Output, word for word, every line from the line with "Q: Find one point on every instance of the mudguard" through the final line of the data below.

[Object location annotation data]
════════

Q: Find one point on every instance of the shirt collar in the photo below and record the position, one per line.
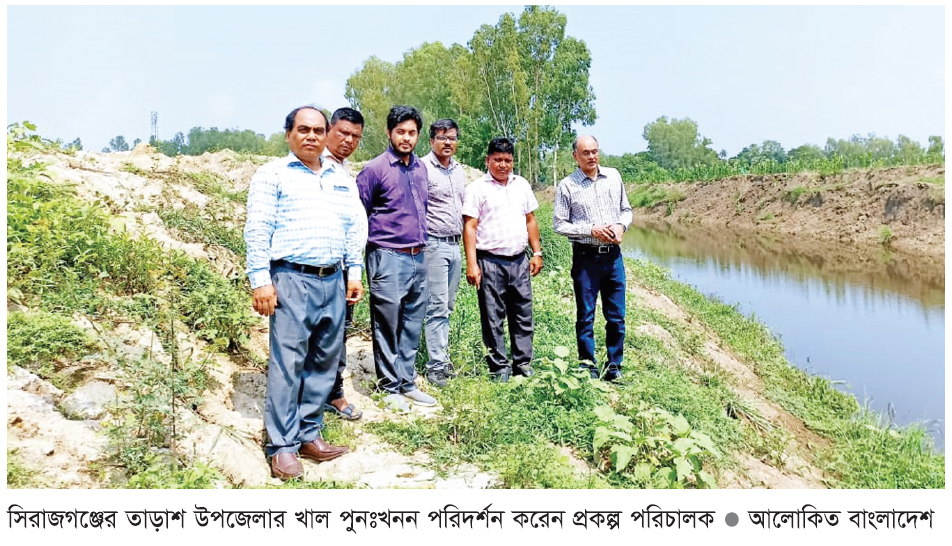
(435, 161)
(328, 155)
(394, 158)
(580, 174)
(490, 178)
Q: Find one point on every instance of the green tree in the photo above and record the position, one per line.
(807, 153)
(118, 144)
(368, 90)
(909, 150)
(936, 146)
(676, 144)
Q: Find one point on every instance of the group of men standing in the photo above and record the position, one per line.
(310, 222)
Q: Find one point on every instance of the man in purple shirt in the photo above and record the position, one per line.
(393, 188)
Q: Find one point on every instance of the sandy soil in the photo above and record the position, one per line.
(226, 431)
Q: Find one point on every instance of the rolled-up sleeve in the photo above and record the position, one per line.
(562, 212)
(259, 226)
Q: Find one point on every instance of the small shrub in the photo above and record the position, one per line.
(42, 341)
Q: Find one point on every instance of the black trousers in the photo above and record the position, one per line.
(505, 293)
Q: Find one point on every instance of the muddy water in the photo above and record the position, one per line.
(872, 320)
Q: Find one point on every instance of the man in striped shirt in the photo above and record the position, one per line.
(444, 231)
(305, 223)
(591, 208)
(498, 223)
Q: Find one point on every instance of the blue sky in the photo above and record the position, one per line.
(745, 74)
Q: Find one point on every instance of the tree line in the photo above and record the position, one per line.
(524, 78)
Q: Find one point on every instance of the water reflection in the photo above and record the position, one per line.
(872, 319)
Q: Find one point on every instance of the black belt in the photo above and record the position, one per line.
(487, 254)
(455, 239)
(413, 251)
(593, 249)
(320, 271)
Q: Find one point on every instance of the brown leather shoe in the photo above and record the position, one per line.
(321, 451)
(286, 466)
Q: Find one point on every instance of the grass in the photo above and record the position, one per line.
(64, 258)
(19, 475)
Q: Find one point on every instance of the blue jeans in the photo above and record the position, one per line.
(442, 278)
(307, 336)
(595, 273)
(398, 299)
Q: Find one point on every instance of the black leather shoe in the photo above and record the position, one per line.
(525, 371)
(500, 377)
(286, 466)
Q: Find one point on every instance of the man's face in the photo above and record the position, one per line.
(499, 165)
(586, 154)
(343, 138)
(306, 138)
(403, 137)
(444, 144)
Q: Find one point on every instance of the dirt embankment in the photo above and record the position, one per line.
(902, 208)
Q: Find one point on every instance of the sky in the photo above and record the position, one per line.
(745, 74)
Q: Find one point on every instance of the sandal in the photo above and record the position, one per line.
(349, 413)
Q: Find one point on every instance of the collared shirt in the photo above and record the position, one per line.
(581, 203)
(501, 210)
(327, 155)
(302, 216)
(394, 197)
(447, 187)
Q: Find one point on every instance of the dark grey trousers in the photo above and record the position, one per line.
(505, 293)
(307, 335)
(398, 299)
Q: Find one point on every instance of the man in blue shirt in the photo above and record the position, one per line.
(304, 224)
(393, 189)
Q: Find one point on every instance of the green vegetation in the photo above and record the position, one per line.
(667, 425)
(44, 343)
(63, 256)
(20, 476)
(886, 235)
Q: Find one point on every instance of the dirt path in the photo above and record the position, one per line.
(905, 205)
(226, 430)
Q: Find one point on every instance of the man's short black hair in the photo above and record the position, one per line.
(443, 125)
(500, 145)
(289, 120)
(399, 114)
(347, 114)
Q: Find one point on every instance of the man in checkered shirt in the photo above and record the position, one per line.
(592, 210)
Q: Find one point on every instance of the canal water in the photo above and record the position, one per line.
(868, 319)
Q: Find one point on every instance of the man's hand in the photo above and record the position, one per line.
(610, 234)
(264, 299)
(619, 231)
(535, 265)
(603, 234)
(474, 275)
(355, 291)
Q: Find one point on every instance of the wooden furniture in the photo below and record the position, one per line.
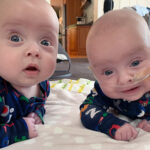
(73, 10)
(76, 40)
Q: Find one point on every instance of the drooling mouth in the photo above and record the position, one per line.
(130, 90)
(31, 68)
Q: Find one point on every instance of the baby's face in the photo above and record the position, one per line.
(117, 58)
(28, 41)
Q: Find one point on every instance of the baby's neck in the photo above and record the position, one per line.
(29, 91)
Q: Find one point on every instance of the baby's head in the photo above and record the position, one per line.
(28, 41)
(118, 48)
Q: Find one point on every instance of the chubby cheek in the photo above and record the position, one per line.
(49, 66)
(108, 91)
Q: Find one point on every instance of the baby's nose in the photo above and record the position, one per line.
(33, 51)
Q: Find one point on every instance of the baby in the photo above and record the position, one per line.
(118, 49)
(28, 49)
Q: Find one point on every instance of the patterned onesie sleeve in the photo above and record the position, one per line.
(13, 132)
(94, 115)
(40, 110)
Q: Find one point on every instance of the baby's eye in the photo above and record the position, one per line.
(108, 72)
(45, 43)
(15, 38)
(135, 63)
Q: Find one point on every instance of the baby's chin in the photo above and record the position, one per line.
(132, 98)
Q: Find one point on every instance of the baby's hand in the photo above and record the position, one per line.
(145, 125)
(126, 133)
(31, 127)
(36, 117)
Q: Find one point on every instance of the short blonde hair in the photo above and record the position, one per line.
(48, 1)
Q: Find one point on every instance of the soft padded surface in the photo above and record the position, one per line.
(63, 129)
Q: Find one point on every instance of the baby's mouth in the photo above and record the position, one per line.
(130, 90)
(32, 70)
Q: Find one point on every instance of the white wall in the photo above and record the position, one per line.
(120, 4)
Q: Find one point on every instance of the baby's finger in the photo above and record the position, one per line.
(134, 134)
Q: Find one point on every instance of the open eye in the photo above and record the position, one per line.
(45, 43)
(15, 38)
(108, 72)
(135, 63)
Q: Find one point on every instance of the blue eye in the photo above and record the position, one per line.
(45, 43)
(135, 63)
(108, 72)
(15, 38)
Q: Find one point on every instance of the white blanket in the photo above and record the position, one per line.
(63, 129)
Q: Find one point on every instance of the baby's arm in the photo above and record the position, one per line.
(31, 126)
(145, 125)
(13, 132)
(94, 116)
(126, 133)
(35, 117)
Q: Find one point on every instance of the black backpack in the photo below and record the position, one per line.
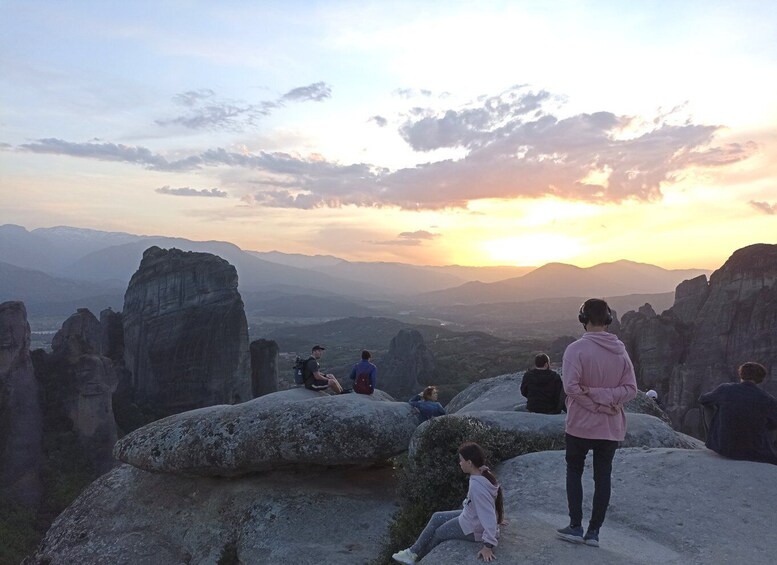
(299, 370)
(362, 384)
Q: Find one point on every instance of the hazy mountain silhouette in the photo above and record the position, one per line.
(560, 280)
(43, 294)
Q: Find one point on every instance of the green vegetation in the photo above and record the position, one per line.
(431, 480)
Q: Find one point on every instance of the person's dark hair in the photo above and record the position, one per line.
(471, 451)
(752, 372)
(596, 312)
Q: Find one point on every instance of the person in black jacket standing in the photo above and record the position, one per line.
(542, 387)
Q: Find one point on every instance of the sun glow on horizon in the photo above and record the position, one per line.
(534, 249)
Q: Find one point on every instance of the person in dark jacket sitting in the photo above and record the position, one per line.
(745, 418)
(426, 404)
(542, 387)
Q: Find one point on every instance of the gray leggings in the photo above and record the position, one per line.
(442, 526)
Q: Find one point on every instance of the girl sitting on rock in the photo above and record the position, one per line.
(478, 521)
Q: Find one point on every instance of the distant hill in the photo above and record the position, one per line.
(393, 277)
(43, 294)
(561, 280)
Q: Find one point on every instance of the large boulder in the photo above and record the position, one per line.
(497, 393)
(21, 421)
(132, 517)
(294, 428)
(642, 430)
(185, 333)
(667, 506)
(503, 393)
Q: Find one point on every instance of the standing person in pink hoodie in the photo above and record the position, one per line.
(598, 379)
(478, 521)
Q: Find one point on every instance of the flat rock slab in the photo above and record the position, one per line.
(641, 430)
(671, 506)
(133, 517)
(284, 429)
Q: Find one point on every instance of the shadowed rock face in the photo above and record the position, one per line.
(264, 367)
(407, 364)
(78, 385)
(185, 333)
(711, 329)
(21, 423)
(81, 333)
(294, 428)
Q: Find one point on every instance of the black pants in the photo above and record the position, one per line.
(577, 450)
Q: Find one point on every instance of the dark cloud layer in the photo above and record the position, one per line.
(204, 110)
(186, 191)
(513, 147)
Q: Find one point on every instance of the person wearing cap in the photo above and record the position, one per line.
(654, 395)
(542, 387)
(744, 421)
(312, 376)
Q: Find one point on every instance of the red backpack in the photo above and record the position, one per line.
(362, 384)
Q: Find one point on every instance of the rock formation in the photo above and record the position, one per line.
(78, 385)
(502, 393)
(112, 336)
(185, 333)
(641, 430)
(130, 516)
(407, 365)
(80, 334)
(21, 423)
(711, 329)
(264, 367)
(293, 428)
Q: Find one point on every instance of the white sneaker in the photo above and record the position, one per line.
(405, 556)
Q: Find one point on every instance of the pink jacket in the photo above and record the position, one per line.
(479, 514)
(598, 378)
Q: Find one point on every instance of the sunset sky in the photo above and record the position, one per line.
(488, 133)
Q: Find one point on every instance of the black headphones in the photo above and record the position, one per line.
(582, 315)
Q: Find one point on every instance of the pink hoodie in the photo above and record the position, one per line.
(598, 363)
(479, 514)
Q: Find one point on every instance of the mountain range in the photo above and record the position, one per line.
(61, 267)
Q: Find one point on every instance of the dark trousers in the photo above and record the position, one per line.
(577, 450)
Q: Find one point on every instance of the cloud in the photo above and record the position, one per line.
(393, 242)
(408, 93)
(316, 92)
(764, 207)
(511, 146)
(418, 234)
(186, 191)
(204, 110)
(192, 97)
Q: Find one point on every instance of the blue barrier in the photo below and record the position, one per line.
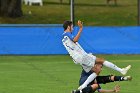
(47, 40)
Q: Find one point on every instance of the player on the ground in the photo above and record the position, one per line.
(78, 54)
(95, 84)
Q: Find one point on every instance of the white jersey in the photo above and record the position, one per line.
(78, 54)
(74, 49)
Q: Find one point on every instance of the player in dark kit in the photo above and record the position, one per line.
(95, 84)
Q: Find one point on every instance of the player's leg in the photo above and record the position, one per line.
(112, 66)
(91, 77)
(111, 78)
(89, 89)
(121, 78)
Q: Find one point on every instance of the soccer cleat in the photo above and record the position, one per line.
(127, 78)
(125, 70)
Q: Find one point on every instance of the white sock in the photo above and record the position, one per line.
(112, 66)
(89, 79)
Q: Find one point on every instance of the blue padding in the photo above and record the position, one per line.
(47, 40)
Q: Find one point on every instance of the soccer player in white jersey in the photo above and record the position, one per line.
(79, 56)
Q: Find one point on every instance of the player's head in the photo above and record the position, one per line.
(68, 25)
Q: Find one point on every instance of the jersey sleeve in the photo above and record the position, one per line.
(69, 35)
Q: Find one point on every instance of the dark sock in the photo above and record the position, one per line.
(118, 78)
(87, 89)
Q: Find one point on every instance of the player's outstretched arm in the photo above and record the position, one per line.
(80, 24)
(116, 89)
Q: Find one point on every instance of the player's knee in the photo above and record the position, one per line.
(112, 78)
(95, 86)
(100, 60)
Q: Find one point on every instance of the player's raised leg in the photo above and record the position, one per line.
(113, 66)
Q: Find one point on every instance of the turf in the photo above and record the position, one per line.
(57, 74)
(92, 12)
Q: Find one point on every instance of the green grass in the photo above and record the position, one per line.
(92, 12)
(57, 74)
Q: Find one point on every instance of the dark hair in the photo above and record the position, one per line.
(66, 24)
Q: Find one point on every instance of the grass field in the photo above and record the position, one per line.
(57, 74)
(92, 12)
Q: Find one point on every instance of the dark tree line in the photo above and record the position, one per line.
(11, 8)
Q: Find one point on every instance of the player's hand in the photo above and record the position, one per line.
(80, 24)
(117, 88)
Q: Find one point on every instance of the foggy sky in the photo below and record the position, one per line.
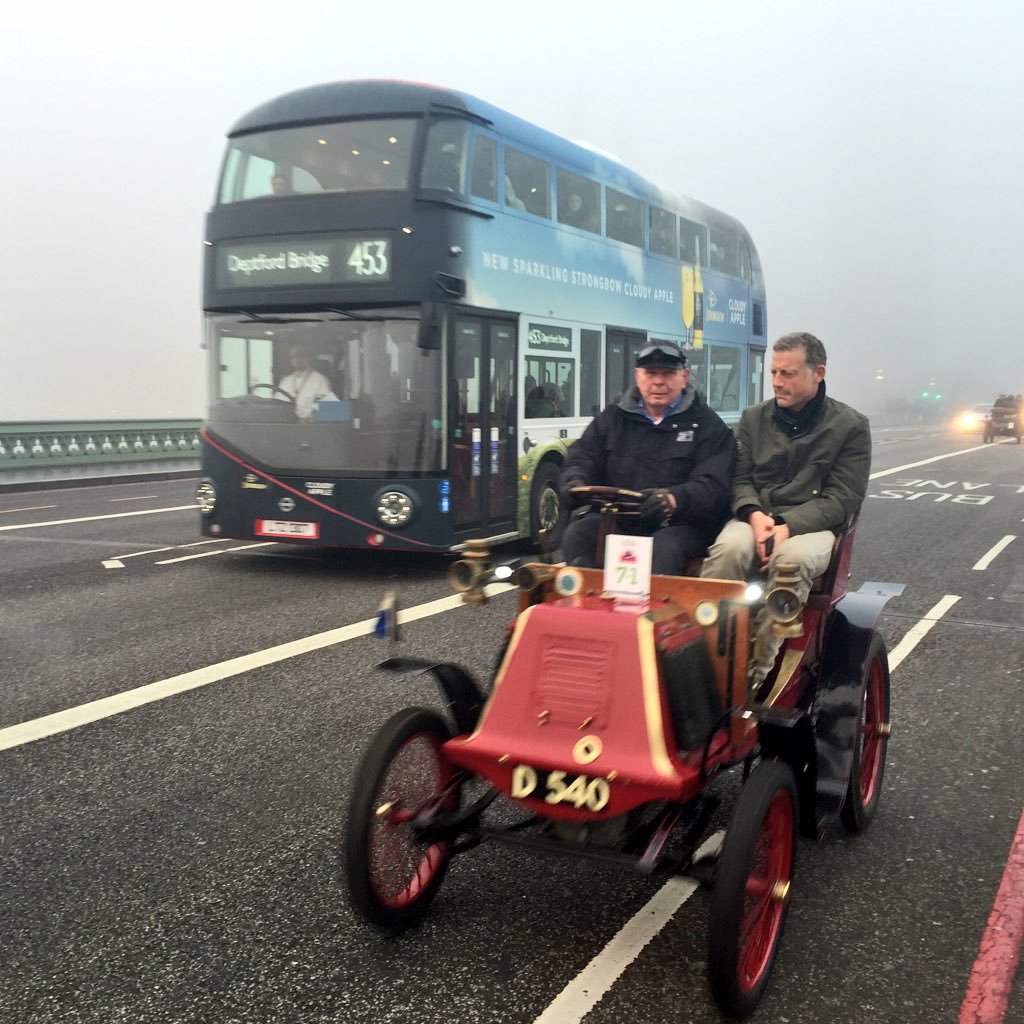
(873, 152)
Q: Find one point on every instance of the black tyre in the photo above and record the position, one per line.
(392, 877)
(751, 897)
(547, 511)
(864, 788)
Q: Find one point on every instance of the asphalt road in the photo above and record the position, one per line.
(178, 860)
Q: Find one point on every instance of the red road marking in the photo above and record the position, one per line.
(992, 976)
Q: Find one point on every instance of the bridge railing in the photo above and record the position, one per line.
(95, 449)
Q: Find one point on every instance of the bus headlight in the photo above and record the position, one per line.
(394, 508)
(206, 496)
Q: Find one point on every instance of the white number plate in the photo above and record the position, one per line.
(281, 527)
(582, 792)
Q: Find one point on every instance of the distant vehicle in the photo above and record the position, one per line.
(1005, 419)
(975, 418)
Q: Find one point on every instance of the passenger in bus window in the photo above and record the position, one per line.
(304, 384)
(510, 197)
(662, 439)
(578, 215)
(801, 476)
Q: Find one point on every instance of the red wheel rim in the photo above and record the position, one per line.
(871, 747)
(399, 867)
(766, 891)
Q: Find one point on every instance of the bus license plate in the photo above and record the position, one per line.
(583, 792)
(280, 527)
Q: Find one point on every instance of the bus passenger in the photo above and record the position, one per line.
(304, 384)
(801, 475)
(660, 438)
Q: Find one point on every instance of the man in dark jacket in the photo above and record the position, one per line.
(662, 439)
(802, 473)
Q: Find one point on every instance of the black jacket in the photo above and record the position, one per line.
(691, 453)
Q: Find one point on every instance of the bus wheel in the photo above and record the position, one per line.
(547, 513)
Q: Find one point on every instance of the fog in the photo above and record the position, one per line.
(872, 151)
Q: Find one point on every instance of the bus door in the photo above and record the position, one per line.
(483, 462)
(620, 358)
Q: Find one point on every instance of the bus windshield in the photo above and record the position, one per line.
(348, 156)
(328, 391)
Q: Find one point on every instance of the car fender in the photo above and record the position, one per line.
(458, 687)
(836, 711)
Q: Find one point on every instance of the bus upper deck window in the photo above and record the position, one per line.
(444, 157)
(623, 217)
(527, 183)
(663, 231)
(484, 175)
(692, 242)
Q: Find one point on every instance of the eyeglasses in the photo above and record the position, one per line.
(669, 350)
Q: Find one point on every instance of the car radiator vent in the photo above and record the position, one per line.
(573, 682)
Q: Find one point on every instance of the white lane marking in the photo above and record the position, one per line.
(219, 551)
(925, 462)
(94, 518)
(31, 508)
(989, 556)
(584, 992)
(172, 547)
(590, 985)
(73, 718)
(915, 634)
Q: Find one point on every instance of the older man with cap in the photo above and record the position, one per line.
(663, 439)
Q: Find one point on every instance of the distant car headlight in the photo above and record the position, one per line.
(206, 496)
(394, 508)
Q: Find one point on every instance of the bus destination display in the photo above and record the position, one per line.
(304, 262)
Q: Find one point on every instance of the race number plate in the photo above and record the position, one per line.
(281, 527)
(582, 792)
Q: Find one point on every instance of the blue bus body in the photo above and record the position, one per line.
(458, 336)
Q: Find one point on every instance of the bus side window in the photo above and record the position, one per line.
(692, 242)
(663, 231)
(484, 176)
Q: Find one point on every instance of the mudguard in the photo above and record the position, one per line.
(458, 686)
(837, 707)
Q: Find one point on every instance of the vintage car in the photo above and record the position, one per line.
(605, 727)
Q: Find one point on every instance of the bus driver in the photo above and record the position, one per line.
(304, 384)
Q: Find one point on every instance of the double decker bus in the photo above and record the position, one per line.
(414, 302)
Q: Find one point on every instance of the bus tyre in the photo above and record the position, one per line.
(547, 512)
(392, 875)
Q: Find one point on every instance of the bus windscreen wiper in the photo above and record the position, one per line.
(260, 318)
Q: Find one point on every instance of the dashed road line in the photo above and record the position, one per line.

════════

• **Solution**
Q: Find one point on every instance of the mudguard in the photo above and record the position, one per line.
(458, 686)
(837, 707)
Q: Find one point on every instance of the vintage car in the photo above and record the position, one per line.
(605, 727)
Q: Find one point on every instance of the bus driver in the photo above and record the position, one per line.
(304, 384)
Q: Find one point on every instance of the double decker bus in the photo above and record the position, one per line.
(414, 302)
Q: Find one point on every instance of the bus tyre in the photo above and record the position, one per line.
(547, 512)
(392, 875)
Q: Find one point on every instance of the bus windscreen wiper in the photo above and record the position, one per line.
(260, 318)
Q: Find one point on every instance of the dashed road line in the photo above and record the position, one per line.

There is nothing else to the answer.